PAGE EXTRACT
⟨
This is worth considering when you are building your data engineering pipelines and should be addressed in a way as to not cause concern.

For a simple batch ingestion workflow, this could simply be using a working directory name to write to until all data is finalized and then a simple hdfs dfs -mv command could be executed to aid any client that is triggered on the appropriate data availability.

As always is the case, never be too sure of yourself to not listen to others or to give yourself a few minutes to validate your understanding with a simple test. And yes, enjoy the big piece of humble pie when it is served to you.

These findings only raised more questions as I thought about it. What happens to cat, cp, mv, and rm commands? I tested them out and found less than desirable answers, but ones that did fit in line with the findings above.

I was going to publish a second blog post as a follow-up as I’m a big believer that blog postings (not wiki pages!) are immutable, but since I was wrong about learning something new every day (seems hdfs is not as immutable as i thought) and these additional research findings are additive and do not alter the content above, I decided to just include them below.

If you don’t know why blog posts shouldn’t be edited, but wiki pages should; then I would suggest you should check out my enterprise 2.0 book review (using web 2.0 technologies within organizations). Yes, I am a “wiki gnome” at heart!!
⟩
Point annotation dataset records:
⟨
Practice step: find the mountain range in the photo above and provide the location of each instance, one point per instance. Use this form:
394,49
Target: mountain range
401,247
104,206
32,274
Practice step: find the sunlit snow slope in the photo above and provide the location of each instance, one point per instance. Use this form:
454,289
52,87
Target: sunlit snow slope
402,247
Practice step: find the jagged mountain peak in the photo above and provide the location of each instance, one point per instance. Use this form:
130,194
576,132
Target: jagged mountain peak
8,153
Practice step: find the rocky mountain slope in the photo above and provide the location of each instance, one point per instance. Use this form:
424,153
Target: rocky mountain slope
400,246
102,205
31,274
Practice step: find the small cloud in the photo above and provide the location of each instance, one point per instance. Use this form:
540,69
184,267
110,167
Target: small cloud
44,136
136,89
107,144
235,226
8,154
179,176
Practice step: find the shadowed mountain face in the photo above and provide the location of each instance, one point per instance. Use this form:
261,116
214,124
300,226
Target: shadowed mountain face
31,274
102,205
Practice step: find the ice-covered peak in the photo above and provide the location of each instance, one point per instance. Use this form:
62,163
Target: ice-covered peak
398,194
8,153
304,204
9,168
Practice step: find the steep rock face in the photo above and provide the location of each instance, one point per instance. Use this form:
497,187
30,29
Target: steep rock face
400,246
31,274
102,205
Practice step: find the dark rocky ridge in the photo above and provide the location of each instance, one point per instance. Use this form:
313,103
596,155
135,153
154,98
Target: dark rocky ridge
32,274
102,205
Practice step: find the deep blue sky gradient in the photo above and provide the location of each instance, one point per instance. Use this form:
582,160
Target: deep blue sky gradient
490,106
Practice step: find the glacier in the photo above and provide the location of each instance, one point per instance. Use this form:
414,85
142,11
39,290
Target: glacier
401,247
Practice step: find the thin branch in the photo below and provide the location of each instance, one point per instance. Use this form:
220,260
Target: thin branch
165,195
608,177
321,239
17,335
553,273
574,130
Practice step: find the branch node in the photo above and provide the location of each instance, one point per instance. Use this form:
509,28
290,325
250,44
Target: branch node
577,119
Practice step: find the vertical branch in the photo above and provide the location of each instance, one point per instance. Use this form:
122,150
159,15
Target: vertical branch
⟩
REQUIRED WORK
1. Reproduce the HDFS blog passage word for word from "I was going" to "include them below.".
2. Write the next part of the HDFS blog passage, picking up after its final sentence.

ANSWERS BELOW
1.
I was going to publish a second blog post as a follow-up as I’m a big believer that blog postings (not wiki pages!) are immutable, but since I was wrong about learning something new every day (seems hdfs is not as immutable as i thought) and these additional research findings are additive and do not alter the content above, I decided to just include them below.

2.
Can the COPYING File be Read? YES.

The file cannot be read by the filename that it is being created as, but the COPYING file can.

Can the COPYING File be Copied? YES.

While I was able to create an exception on one test, the results below do validate that the in-flight COPYING file can be copied based on its size at the time of the operation.

Can the COPYING File be Moved/Renamed? YES.

Much to my surprise, this actually caused no problems at all and the completed, full-sized, file retained the name it was renamed to.

Can the COPYING File be Deleted? YES.

Sadly, it can. Additionally, it causes havoc for the client writing the file.

How Do I Feel About All of This?

I guess it doesn’t matter that I don’t like it… It is what it is!! Glad I know NOW!

Good luck and happy Hadooping.